Fragmento seleccionado »
_ _ _
Así, Prokofiev consiguió junto con sus seguidores hallar la manera de hacer arte a la vez progresista y poderoso. Probablemente no siempre con la libertad de ideas o de criterio que hubiese sido ideal, pero en todo momento fiel a los parámetros antes descritos. Aquí debo hablar de las dos cosas que me conmueven más de la vida de Prokofiev. La primera de ellas es el hecho de que el compositor, a diferencia de una gran cantidad de talentosos compatriotas, decidió regresar a la Unión Soviética en lugar de emigrar permanentemente a otros países del mundo occidental en donde podría haber encontrado más libertad para crear y en donde sus esfuerzos serían mucho mejor recompensados. No quisiera entrar en detalles en cuanto a los motivos por los cuales tomó esa decisión, pues lo que resulta evidente es que su presencia surtió un poderoso efecto motivador en la joven generación de intérpretes y compositores que estaban en etapa de formación en los años que Prokofiev vivió en las cercanías de Moscú trabajando en sus últimas grandes composiciones, y se puede pensar que a su atención y apoyo se debió el posterior florecimiento de artistas de la talla de Sviatoslav Richter y Mistislav Rostropovich, a quienes dedicó algunas de las más preciadas joyas de su catálogo como la Séptima Sonata para piano y la Sinfonía Concertante para cello y orquesta. Tal compromiso con el arte de su país a costa de grandes sacrificios es, como digo, algo de lo que más admiro en la vida del maestro. Su otra, para mí admirable, cualidad es su tremenda disciplina de trabajo que en cada día de su vida lo mantuvo trabajando lleno de fuerza y de entusiasmo, y que solamente llegó a faltarle al final de su vida, debido a la enfermedad y al acoso de las autoridades culturales soviéticas.
Para ilustrar este punto y alguno de los anteriores que he mencionado, quisiera citar algunas de las palabras que el realizador Soviético Sergei Eisenstein escribió sobre el músico a propósito de su colaboración en la cinta clásica Iván el Terrible:

Prokofiev trabaja como un reloj.
_ _ _
Datos proporcionados »
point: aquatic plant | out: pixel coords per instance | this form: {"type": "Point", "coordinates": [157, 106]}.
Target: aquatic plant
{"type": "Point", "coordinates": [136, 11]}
_ _ _
Acerca de la tarea »
Transcriba literalmente la parte del fragmento sobre Prokofiev que comienza en "Para ilustrar este" y termina en "como un reloj.". Las líneas constituyen un material aparte, sin relación con el fragmento.

Respuesta »
Para ilustrar este punto y alguno de los anteriores que he mencionado, quisiera citar algunas de las palabras que el realizador Soviético Sergei Eisenstein escribió sobre el músico a propósito de su colaboración en la cinta clásica Iván el Terrible:

Prokofiev trabaja como un reloj.